■ EXERCISE GOAL: State how many lines of the material below contain the string "tree", treating uppercase and lowercase letters as distinct. Give only the number.

■ RECORDED INFORMATION:
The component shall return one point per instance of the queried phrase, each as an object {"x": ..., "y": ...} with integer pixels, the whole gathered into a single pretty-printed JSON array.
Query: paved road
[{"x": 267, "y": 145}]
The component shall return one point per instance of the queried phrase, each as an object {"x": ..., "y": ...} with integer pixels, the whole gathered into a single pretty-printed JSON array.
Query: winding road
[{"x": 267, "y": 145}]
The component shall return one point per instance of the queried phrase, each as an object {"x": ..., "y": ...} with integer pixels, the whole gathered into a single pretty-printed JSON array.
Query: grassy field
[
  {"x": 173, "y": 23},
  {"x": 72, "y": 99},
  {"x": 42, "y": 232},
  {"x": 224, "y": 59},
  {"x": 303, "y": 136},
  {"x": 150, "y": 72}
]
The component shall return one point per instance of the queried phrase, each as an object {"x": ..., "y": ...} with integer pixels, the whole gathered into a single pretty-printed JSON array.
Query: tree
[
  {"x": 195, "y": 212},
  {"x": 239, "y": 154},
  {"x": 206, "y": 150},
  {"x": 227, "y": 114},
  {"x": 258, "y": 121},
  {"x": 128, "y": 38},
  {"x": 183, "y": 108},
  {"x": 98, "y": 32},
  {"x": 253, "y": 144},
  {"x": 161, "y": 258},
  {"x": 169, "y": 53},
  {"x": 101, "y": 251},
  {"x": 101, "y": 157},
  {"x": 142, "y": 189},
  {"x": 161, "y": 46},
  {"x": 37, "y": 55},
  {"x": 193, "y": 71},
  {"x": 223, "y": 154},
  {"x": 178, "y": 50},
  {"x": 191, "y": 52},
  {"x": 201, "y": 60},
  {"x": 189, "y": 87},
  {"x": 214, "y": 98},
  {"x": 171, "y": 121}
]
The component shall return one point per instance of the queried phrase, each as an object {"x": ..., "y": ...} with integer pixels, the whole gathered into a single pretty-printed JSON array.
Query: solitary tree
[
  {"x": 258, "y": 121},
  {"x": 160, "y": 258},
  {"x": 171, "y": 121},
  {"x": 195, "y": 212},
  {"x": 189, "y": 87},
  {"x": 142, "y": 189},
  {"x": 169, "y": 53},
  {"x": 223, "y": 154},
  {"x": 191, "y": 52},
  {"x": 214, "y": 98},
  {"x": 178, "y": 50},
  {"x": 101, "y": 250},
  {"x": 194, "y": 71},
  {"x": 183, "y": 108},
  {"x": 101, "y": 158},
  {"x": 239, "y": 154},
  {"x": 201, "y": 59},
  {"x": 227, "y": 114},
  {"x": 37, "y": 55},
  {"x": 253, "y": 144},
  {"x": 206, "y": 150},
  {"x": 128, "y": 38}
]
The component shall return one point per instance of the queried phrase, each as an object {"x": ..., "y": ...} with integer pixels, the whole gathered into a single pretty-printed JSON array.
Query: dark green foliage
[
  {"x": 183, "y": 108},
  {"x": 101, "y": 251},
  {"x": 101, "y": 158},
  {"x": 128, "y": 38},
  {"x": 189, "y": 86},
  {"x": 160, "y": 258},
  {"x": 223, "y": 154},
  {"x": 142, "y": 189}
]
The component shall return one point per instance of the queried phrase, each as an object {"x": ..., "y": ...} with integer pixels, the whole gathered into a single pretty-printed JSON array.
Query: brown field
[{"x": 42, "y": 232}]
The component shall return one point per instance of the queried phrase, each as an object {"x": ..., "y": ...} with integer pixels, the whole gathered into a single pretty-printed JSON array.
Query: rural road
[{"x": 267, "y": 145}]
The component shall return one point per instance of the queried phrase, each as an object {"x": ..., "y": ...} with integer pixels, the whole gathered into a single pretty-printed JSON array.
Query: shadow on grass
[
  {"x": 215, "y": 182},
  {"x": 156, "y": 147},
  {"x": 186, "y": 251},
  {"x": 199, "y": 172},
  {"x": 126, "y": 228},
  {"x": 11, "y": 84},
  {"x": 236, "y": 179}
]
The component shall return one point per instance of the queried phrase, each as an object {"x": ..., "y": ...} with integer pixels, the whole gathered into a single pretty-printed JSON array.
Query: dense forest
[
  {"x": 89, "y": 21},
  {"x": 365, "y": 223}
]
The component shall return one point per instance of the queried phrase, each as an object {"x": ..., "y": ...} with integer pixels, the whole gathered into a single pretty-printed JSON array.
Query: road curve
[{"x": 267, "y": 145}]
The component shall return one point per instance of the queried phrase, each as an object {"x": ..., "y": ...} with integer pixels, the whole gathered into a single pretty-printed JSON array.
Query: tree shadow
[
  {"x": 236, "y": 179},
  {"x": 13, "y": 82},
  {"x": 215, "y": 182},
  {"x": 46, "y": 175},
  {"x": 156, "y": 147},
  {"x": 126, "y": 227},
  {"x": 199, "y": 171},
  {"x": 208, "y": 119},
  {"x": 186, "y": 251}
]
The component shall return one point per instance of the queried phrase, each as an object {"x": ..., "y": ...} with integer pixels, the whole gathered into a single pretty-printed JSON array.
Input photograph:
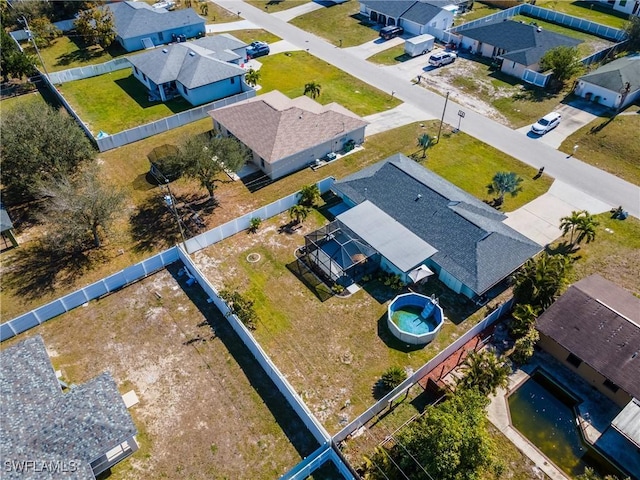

■ EXERCISE RESULT: 3